→ **WHAT NEEDS TO BE DONE**: Please reproduce the data from the line containing "For each instance of the tree trunk, drop" through the line containing "[[210, 12], [208, 9], [213, 15]]", requests included, and scale every point coordinate in the answers by 0.45, rounding to whole numbers with halves going up. Leave the numbers in the requests and their format samples unchanged, and return only those lines.

→ **DATA SECTION**:
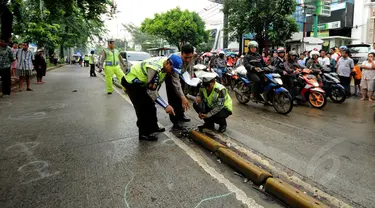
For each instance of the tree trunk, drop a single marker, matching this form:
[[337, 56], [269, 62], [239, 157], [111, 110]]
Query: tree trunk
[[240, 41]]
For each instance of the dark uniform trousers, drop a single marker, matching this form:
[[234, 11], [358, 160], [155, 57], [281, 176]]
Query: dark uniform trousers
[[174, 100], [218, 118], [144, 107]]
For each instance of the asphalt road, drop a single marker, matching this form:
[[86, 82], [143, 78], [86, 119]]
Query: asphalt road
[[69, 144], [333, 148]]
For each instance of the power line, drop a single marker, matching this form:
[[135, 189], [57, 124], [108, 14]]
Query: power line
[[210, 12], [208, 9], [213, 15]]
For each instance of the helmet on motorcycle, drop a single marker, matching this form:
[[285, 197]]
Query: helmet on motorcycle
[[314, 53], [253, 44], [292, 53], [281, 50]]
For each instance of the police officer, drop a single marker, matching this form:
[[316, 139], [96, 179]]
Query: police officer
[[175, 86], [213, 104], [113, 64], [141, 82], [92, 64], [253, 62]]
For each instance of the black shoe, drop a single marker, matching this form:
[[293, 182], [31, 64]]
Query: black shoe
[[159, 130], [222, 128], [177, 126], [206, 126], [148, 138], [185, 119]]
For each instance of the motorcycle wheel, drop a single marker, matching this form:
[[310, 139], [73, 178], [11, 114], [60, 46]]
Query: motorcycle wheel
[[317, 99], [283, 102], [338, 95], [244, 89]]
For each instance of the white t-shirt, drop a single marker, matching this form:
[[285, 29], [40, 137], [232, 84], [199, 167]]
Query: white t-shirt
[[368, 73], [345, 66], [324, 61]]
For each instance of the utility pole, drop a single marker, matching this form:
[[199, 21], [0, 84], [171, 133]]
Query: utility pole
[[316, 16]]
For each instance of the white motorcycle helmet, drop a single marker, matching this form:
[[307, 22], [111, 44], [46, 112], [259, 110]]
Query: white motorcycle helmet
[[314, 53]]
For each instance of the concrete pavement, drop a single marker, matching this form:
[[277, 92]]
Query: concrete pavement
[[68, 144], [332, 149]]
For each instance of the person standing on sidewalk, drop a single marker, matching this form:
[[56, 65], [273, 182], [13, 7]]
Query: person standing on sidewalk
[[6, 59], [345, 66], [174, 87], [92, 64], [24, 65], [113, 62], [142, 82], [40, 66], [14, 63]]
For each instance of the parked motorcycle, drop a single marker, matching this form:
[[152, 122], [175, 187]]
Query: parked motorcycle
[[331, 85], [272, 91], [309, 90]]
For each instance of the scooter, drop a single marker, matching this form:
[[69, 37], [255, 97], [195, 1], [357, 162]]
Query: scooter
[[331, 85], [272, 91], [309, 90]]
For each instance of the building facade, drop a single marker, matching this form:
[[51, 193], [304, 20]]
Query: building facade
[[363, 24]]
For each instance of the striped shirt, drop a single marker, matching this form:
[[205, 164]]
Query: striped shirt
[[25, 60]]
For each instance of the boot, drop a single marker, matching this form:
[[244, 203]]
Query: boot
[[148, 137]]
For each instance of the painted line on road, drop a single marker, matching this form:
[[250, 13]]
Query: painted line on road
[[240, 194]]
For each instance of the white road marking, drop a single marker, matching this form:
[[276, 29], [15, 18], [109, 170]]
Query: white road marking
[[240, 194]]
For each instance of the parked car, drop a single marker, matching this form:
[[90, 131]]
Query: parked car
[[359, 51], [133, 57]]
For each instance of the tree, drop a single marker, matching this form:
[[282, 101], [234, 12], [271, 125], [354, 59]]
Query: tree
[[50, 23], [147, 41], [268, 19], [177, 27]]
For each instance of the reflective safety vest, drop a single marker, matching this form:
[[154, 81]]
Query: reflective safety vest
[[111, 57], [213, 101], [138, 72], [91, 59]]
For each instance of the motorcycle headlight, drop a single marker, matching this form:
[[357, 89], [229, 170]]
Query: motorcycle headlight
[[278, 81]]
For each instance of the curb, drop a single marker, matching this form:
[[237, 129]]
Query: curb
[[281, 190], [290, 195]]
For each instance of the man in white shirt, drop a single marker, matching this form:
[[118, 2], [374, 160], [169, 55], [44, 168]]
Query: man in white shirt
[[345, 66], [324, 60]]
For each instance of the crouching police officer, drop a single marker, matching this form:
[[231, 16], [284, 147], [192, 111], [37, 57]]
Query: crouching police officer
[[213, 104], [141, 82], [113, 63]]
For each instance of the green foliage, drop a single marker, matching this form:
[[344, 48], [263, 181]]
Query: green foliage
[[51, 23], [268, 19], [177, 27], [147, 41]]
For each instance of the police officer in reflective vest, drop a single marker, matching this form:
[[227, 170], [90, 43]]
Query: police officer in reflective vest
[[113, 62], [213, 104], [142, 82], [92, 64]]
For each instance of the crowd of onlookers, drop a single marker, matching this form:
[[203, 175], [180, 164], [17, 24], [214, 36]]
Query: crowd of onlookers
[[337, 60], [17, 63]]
...
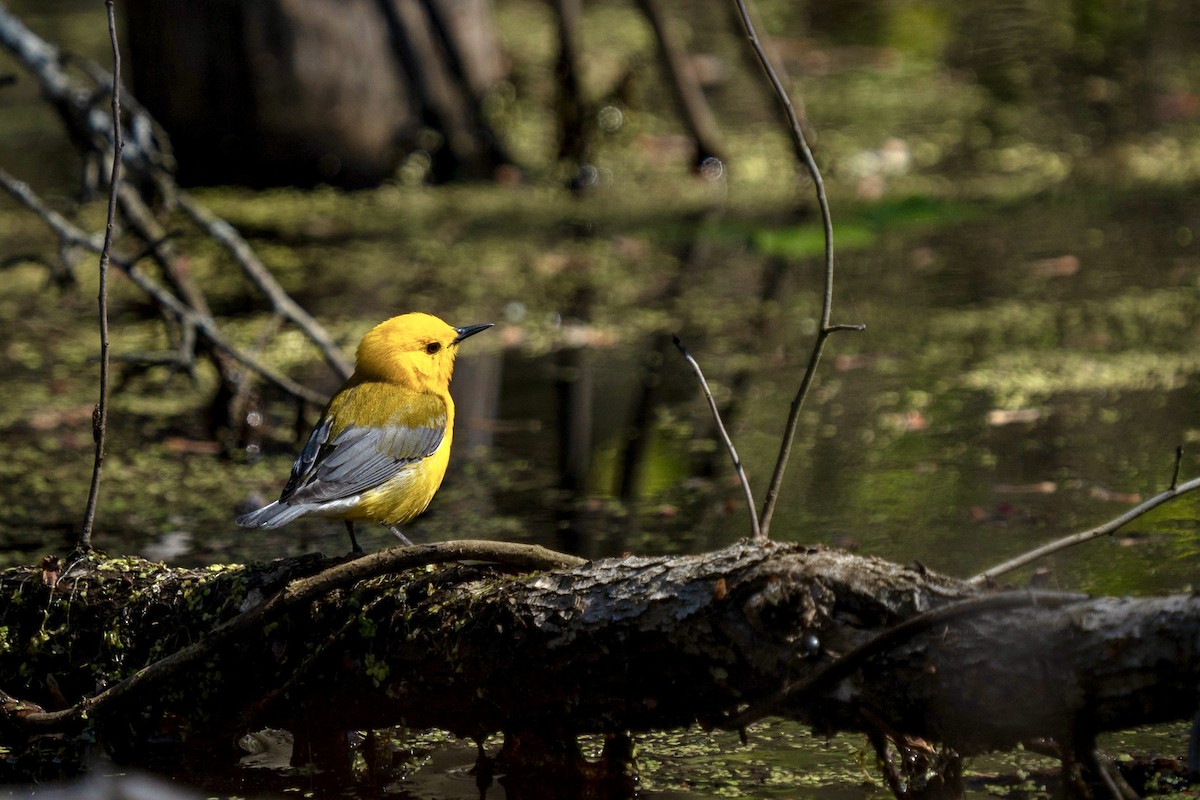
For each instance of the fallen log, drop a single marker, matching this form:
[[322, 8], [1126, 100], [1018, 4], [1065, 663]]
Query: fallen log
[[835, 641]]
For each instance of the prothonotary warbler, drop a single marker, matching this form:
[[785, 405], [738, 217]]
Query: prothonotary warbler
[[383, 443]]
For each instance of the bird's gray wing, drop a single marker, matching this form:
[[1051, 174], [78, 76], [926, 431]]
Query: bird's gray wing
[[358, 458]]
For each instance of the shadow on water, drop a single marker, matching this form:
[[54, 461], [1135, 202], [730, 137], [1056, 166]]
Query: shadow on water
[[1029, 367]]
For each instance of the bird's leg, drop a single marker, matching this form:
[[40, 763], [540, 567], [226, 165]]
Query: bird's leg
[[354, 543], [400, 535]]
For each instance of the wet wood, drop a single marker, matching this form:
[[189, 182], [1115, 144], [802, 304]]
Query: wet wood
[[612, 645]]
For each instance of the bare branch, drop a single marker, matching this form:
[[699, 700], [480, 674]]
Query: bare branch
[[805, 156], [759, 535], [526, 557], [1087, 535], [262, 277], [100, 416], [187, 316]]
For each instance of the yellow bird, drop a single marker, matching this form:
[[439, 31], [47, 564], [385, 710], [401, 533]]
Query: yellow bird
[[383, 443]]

→ **ANSWER BELOW**:
For each instance of the tree trunk, drop a single marker, matching this form:
[[337, 56], [269, 62], [239, 157], [111, 110]]
Query: tree trunk
[[108, 18]]
For each instance of the dark uniform trousers, drop a single marker, matching this form:
[[234, 11], [358, 160], [155, 57], [281, 176]]
Query: dark uniform trousers
[[78, 45], [98, 53], [65, 48]]
For each instance of the asphalt road, drop a single marker, matching this form:
[[86, 82], [143, 78], [86, 119]]
Query: asphalt road
[[31, 65], [150, 67]]
For each instance of the power line, drop a single marker, matching this form:
[[135, 189], [57, 124], [108, 14]]
Query: power line
[[95, 5], [94, 4], [96, 7]]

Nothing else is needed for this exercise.